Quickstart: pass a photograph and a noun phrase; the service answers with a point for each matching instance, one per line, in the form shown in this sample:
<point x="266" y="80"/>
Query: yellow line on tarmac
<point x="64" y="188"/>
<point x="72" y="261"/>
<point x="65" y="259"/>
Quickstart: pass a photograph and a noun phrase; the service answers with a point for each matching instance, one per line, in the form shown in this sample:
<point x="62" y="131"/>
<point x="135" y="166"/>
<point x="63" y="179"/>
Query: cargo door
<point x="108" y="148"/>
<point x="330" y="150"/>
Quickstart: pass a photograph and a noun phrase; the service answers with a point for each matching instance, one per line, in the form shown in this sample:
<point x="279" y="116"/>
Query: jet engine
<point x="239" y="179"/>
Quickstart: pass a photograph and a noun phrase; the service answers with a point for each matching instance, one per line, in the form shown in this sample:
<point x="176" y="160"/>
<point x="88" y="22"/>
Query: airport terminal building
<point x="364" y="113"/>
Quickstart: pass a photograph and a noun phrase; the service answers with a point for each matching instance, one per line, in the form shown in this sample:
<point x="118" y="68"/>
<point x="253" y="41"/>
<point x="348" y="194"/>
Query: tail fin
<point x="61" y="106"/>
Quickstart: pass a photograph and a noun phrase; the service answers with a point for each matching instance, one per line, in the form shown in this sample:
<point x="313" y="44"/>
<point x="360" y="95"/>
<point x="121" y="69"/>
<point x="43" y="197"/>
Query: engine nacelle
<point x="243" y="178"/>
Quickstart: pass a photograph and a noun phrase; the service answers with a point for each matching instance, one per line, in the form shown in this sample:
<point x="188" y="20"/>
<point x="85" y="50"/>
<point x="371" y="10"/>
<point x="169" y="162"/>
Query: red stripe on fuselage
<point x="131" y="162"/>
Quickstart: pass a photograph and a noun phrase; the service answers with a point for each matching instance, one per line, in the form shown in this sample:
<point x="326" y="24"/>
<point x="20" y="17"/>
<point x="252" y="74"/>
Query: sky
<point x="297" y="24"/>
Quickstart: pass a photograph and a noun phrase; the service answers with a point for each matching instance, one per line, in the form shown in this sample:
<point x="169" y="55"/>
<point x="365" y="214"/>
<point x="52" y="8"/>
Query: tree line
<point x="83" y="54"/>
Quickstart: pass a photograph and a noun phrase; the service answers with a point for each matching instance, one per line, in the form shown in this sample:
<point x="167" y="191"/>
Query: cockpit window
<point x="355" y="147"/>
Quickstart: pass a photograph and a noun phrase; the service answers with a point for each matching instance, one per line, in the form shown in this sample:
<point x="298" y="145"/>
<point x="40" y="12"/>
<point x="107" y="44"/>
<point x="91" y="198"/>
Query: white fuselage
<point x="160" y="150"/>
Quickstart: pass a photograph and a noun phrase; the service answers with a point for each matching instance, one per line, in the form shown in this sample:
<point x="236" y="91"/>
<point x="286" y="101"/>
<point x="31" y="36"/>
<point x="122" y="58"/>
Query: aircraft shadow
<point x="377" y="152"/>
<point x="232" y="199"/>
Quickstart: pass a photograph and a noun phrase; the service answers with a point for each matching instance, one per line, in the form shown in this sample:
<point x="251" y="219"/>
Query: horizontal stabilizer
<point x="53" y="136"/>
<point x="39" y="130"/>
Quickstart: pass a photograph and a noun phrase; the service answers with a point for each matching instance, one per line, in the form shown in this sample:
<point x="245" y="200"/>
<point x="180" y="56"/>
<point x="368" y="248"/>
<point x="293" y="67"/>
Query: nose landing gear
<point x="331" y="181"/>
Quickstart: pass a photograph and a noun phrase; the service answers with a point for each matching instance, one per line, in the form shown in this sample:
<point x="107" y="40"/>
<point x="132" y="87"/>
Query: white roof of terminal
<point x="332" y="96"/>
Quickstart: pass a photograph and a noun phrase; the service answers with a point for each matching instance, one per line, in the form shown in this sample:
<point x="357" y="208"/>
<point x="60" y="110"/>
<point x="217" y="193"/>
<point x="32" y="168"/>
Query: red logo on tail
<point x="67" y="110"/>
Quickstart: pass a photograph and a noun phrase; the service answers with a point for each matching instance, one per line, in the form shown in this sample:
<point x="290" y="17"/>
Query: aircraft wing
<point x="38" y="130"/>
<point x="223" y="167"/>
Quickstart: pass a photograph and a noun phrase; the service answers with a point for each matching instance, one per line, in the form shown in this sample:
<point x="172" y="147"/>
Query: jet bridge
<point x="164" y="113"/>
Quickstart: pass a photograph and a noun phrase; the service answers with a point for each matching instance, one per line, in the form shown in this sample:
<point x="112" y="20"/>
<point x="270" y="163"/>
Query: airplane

■ ■ ■ ■

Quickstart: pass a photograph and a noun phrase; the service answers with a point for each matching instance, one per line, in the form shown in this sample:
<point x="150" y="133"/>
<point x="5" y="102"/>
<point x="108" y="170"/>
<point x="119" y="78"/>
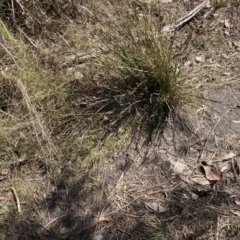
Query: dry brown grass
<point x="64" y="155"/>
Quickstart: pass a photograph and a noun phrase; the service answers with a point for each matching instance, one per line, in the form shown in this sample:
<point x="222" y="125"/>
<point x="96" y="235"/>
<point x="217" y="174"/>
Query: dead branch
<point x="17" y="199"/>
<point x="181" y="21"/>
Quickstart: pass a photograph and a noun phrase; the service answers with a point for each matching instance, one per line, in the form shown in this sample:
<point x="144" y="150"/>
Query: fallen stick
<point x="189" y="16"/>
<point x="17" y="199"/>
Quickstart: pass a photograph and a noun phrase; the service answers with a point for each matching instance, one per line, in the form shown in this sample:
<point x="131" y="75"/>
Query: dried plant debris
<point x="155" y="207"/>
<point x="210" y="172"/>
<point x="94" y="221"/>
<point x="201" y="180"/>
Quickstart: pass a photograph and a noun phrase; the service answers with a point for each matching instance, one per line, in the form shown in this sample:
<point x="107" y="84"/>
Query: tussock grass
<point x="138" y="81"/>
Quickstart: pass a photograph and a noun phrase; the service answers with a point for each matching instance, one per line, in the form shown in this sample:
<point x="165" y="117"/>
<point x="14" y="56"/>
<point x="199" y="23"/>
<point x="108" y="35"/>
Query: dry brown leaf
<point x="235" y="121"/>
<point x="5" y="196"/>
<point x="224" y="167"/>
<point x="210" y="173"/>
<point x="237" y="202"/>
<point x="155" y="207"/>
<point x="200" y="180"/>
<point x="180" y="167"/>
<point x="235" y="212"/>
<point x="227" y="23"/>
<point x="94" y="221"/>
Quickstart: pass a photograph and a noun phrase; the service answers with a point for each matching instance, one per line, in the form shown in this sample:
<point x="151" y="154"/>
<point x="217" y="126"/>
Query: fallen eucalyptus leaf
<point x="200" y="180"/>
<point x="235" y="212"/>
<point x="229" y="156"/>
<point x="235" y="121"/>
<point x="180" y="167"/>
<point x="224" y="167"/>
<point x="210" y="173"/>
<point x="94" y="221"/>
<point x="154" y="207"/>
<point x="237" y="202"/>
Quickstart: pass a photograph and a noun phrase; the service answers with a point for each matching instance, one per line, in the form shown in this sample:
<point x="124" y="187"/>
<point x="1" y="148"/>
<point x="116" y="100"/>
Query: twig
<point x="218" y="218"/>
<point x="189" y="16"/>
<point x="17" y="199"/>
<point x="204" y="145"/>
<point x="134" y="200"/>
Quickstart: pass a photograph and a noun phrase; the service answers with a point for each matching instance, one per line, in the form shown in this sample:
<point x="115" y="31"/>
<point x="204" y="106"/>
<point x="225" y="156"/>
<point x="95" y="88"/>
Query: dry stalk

■ ■ ■ ■

§ **Task requirements**:
Start with the line above that contains "Query: white roof of terminal" and stop after the line that contains "Query: airplane". Output those lines exactly, and only those.

§ **Expected output**:
Query: white roof of terminal
<point x="332" y="96"/>
Quickstart: pass a photograph and a noun phrase; the service answers with a point for each matching instance, one per line, in the form shown in this sample:
<point x="357" y="208"/>
<point x="60" y="110"/>
<point x="217" y="193"/>
<point x="32" y="168"/>
Query: red logo on tail
<point x="67" y="110"/>
Quickstart: pass a photograph and a noun phrase; the service answers with a point for each matching instance, one per line, in the form shown in this sample:
<point x="290" y="17"/>
Query: aircraft wing
<point x="38" y="130"/>
<point x="223" y="167"/>
Quickstart: pass a photograph and a noun phrase; the service answers with a point for each matching instance, one per line, in the form shown in this sample:
<point x="172" y="147"/>
Query: jet bridge
<point x="164" y="113"/>
Quickstart: pass a photograph and a noun phrase; the service answers with a point for each matching instance, one per line, in the form shown in this sample:
<point x="112" y="20"/>
<point x="270" y="163"/>
Query: airplane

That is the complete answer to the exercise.